* REQUIREMENT 1: Pull out every line in the records that contains the string "green". Case counts, so only lines with that exact capitalization qualify.

* SUPPLIED PASSAGE:
· · ·

I think people are getting confused between the optimal properties of base money and the priorities of record keeping on behalf of the holders of such.

If I expand my little example of earlier - where a plumber agrees to do a job for you in exchange for your bike but asks you to keep it for him for a while till he picks it up, then the distinction can be illustrated. So you give him an IOU for the bike. The IOU’s get traded, then a third level emerges where a bank keeps track of all the IOU’s in a set of accounts. This all forms a monetary chain of trust as shown below.



The numbers in the bank account represent something (the ‘value’ is sourced somewhere else), so we don’t need to worry about any adverse impact of keeping the records private, even though we may refer to those account balances as “money”. We trust the IOU 3rd party to honour those numbers.

The IOU’s represent something, so we equally don’t need to worry about impacting adversly on the properties of base money by keeping them private.

The bike, however, is at the end of the chain. It is ultimately the “money” for this particular exchange by definition (because it was agreed at the beginning of the transaction). Different rules apply here because we are at the end of the chain of trust and the bike must be desirable in it’s own right - not because it represents something else. In this case, authenticity is the only criteria - privacy only features in the recording of the transaction.

· · ·

* THE INPUT:

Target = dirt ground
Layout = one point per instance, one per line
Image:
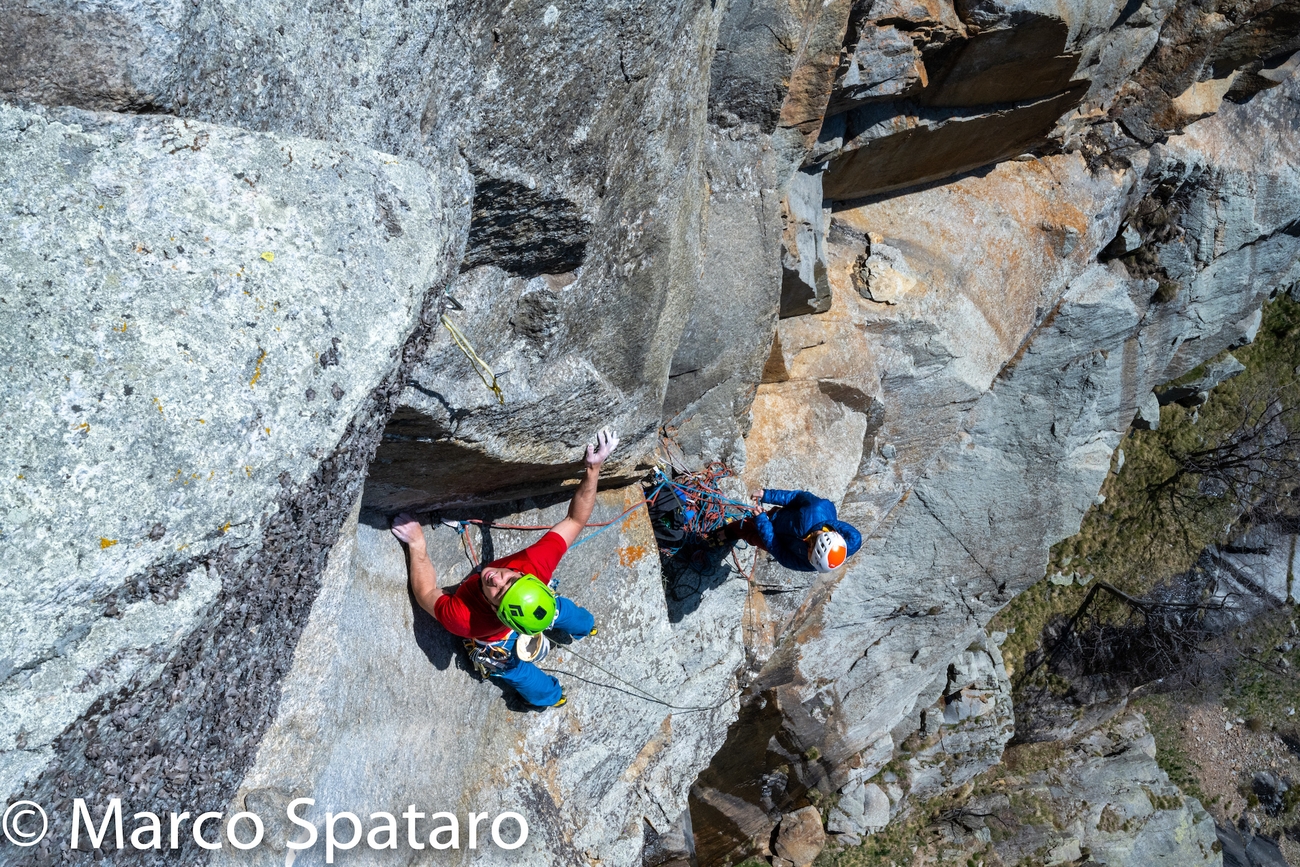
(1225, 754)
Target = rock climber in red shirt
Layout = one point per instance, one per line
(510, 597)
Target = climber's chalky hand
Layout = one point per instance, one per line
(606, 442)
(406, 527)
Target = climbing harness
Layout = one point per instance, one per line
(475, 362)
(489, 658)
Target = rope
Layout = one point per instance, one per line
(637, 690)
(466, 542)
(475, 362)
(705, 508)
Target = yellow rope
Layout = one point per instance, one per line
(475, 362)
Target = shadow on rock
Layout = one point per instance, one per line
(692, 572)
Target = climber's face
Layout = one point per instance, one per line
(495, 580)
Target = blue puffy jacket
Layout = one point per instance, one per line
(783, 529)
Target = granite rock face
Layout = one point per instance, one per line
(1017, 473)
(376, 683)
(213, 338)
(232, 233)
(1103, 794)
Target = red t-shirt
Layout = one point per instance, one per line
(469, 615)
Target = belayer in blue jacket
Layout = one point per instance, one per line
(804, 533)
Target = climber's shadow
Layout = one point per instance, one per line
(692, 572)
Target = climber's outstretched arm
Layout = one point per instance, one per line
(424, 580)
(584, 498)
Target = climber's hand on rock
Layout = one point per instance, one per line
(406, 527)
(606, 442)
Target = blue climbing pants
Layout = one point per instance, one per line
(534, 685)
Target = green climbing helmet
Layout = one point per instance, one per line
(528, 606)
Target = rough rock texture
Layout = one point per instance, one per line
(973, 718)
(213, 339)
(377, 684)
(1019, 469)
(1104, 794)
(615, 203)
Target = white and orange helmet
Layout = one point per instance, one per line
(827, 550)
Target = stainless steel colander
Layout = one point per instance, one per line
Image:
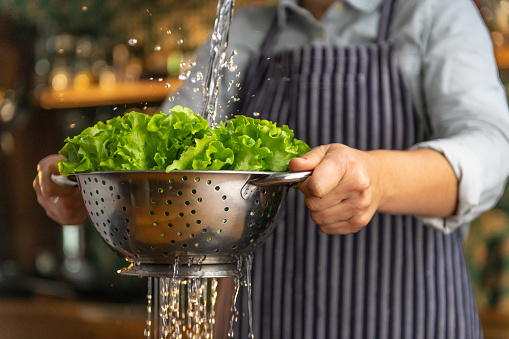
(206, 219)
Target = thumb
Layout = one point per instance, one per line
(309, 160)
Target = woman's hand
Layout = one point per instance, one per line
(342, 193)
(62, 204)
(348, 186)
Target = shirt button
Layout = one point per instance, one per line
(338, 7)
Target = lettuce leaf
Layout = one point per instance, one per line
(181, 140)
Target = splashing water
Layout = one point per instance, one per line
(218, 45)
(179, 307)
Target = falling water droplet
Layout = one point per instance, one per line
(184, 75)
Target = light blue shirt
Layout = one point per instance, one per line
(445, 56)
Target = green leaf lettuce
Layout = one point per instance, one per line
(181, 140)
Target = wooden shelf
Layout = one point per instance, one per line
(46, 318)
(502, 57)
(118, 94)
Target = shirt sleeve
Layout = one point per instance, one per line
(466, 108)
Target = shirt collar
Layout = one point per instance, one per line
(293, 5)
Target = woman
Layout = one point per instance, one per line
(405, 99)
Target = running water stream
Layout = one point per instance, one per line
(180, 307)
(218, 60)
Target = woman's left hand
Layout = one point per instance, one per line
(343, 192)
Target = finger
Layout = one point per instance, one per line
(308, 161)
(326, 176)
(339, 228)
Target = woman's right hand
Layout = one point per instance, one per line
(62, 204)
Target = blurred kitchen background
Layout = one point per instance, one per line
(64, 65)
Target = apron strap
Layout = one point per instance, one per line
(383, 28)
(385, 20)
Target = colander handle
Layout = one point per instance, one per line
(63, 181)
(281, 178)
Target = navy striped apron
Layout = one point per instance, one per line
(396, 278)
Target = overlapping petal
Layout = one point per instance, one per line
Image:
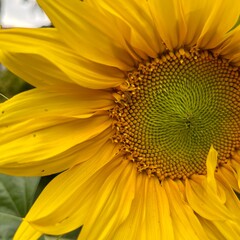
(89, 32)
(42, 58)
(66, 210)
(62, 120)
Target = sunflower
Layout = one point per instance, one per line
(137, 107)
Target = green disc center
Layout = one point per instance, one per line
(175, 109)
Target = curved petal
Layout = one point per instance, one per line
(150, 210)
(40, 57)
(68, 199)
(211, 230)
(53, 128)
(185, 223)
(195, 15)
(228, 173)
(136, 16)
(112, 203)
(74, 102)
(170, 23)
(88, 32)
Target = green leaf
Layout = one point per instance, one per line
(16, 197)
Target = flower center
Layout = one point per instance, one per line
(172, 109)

· · ·

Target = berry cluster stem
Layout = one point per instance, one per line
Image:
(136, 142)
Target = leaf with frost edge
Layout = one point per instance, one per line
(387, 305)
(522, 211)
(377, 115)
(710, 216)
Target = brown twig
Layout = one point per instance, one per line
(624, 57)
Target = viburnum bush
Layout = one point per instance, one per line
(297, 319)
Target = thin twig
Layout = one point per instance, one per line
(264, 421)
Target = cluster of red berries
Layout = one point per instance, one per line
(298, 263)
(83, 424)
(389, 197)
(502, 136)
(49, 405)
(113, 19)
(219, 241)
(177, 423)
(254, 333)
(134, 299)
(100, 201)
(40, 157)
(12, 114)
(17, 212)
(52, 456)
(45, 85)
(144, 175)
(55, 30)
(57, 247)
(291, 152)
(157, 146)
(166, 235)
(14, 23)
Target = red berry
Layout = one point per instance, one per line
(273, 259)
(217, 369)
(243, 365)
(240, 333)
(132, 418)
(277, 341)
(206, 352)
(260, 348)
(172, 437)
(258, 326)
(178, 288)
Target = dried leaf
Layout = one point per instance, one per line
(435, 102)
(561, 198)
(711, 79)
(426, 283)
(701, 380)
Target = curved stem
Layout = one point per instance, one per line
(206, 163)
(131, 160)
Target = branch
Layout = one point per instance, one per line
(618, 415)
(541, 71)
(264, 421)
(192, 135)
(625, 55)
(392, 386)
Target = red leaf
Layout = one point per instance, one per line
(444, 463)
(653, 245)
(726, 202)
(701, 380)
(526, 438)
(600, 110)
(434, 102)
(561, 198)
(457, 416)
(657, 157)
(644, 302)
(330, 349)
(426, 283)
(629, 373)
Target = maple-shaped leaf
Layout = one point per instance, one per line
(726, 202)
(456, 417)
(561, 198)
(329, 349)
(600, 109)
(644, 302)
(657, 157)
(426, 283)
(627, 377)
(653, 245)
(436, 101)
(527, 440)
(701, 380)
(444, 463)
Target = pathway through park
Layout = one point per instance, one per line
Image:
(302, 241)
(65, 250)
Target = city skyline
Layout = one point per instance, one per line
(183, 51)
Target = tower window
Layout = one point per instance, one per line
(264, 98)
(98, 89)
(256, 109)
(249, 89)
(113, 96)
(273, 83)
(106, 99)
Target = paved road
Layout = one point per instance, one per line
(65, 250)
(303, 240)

· · ·

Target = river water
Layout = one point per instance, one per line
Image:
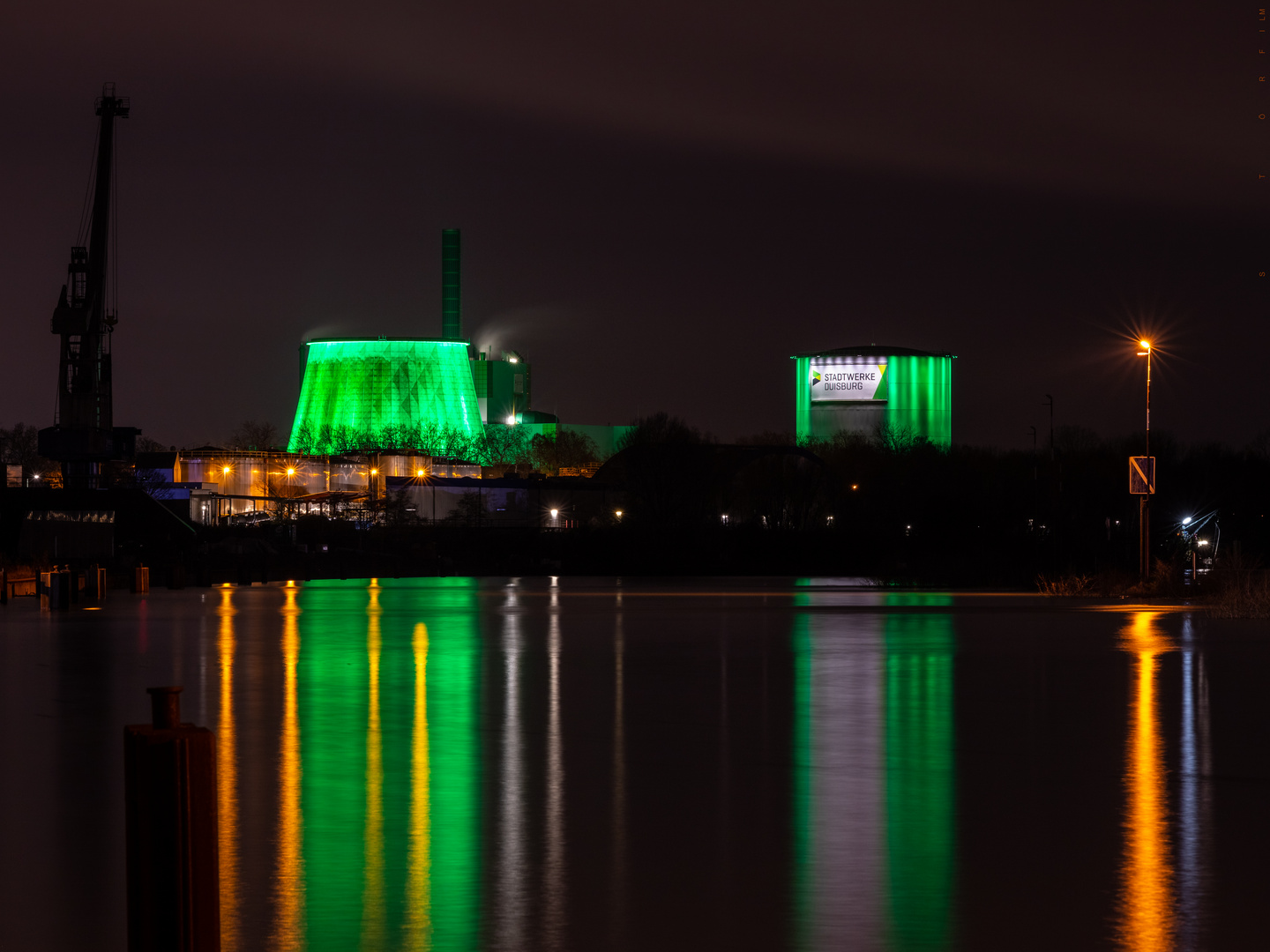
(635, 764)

· · ·

* REQUIREMENT 2: Name each link in the monetary chain of trust described in the passage about money and record keeping above.

* TASK RESULT 1:
Target = green climbing helmet
Target = green leaf lettuce
Target = green disc center
Target = green leaf

* TASK RESULT 2:
- The bike
- The IOUs given for the bike
- The bank's accounts that keep track of the IOUs